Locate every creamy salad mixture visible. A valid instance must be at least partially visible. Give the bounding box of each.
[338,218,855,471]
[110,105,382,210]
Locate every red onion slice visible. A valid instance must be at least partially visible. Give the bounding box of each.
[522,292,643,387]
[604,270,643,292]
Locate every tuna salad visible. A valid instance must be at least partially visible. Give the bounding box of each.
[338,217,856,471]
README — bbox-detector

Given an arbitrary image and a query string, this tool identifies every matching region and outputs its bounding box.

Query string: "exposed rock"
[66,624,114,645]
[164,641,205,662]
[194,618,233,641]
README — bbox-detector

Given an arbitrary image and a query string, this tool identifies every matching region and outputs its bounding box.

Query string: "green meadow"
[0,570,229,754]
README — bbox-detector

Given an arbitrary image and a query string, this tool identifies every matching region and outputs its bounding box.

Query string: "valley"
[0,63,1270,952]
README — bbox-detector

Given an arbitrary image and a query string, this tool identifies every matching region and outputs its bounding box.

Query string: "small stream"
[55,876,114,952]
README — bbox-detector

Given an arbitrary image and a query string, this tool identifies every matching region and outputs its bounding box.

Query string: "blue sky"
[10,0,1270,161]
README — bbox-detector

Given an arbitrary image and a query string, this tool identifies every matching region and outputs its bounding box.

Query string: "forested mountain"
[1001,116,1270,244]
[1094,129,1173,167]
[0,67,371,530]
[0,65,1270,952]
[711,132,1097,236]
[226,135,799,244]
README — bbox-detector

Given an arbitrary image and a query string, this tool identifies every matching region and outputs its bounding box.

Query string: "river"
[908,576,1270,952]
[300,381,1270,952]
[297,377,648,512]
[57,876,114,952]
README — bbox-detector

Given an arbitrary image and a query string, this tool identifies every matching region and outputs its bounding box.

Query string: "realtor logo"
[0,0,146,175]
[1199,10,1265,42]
━━━━━━
Latihan Tertulis: Ketik ulang semua catatan di atas baris demi baris tanpa mengubah satu karakter pun.

Jawaban Benar:
Locate every creamy salad mixture visible. A valid instance must be at least partially visible. Give the bounding box of each.
[338,218,855,471]
[110,105,382,210]
Locate every red onion slice visible. A valid instance must be at least partially visible. Give the bounding box of each.
[522,292,643,387]
[604,270,643,292]
Locate every tuna salad visible. A valid instance must be at least partially visible. Give the bounding box of each.
[338,217,856,471]
README — bbox-detector

Given an arbitrary image and a query string, this tool identifies every matching region and outputs its bounding box.

Query string: "exposed rock"
[66,624,114,645]
[164,641,205,662]
[194,618,233,641]
README — bbox-detector

Given an arbitrary image and a query string, this tool identifies every matching region and outputs its bounding box.

Query string: "green meadow"
[0,570,229,754]
README — bbox-detector

Given an arbitrary image and a query string, this tool identifies every matching region and outputs its bounding box.

Query string: "valley"
[0,63,1270,952]
README — bbox-detector

Given an arbitrary image and a query string, this tool identifies every matching region and outputs its bounding box.

Query string: "small stream"
[55,876,114,952]
README — bbox-detector

Given an arbitrary image and a query string, this tool identifies every matching region and outputs its bounding box.

Query string: "blue sky"
[10,0,1270,161]
README — bbox-detector

Given an arbitrary image and a query string, this tool identifies every matching region and outputs its bounding box.

Query string: "forested mountain"
[1001,116,1270,244]
[1094,129,1173,167]
[0,67,371,530]
[0,65,1270,952]
[711,132,1097,236]
[226,135,799,244]
README — bbox-detector

Given an arbitrary image and a query string, this tool identifies every matching region and outputs its bounding box.

Query string: "river"
[908,576,1270,952]
[300,381,1270,952]
[297,377,648,512]
[57,876,114,952]
README — bbox-detector

Given an arbitrary image and a query string, this tool identifies every matching region and outputs its bounding box.

Query string: "realtor logo"
[0,0,146,175]
[1199,10,1265,42]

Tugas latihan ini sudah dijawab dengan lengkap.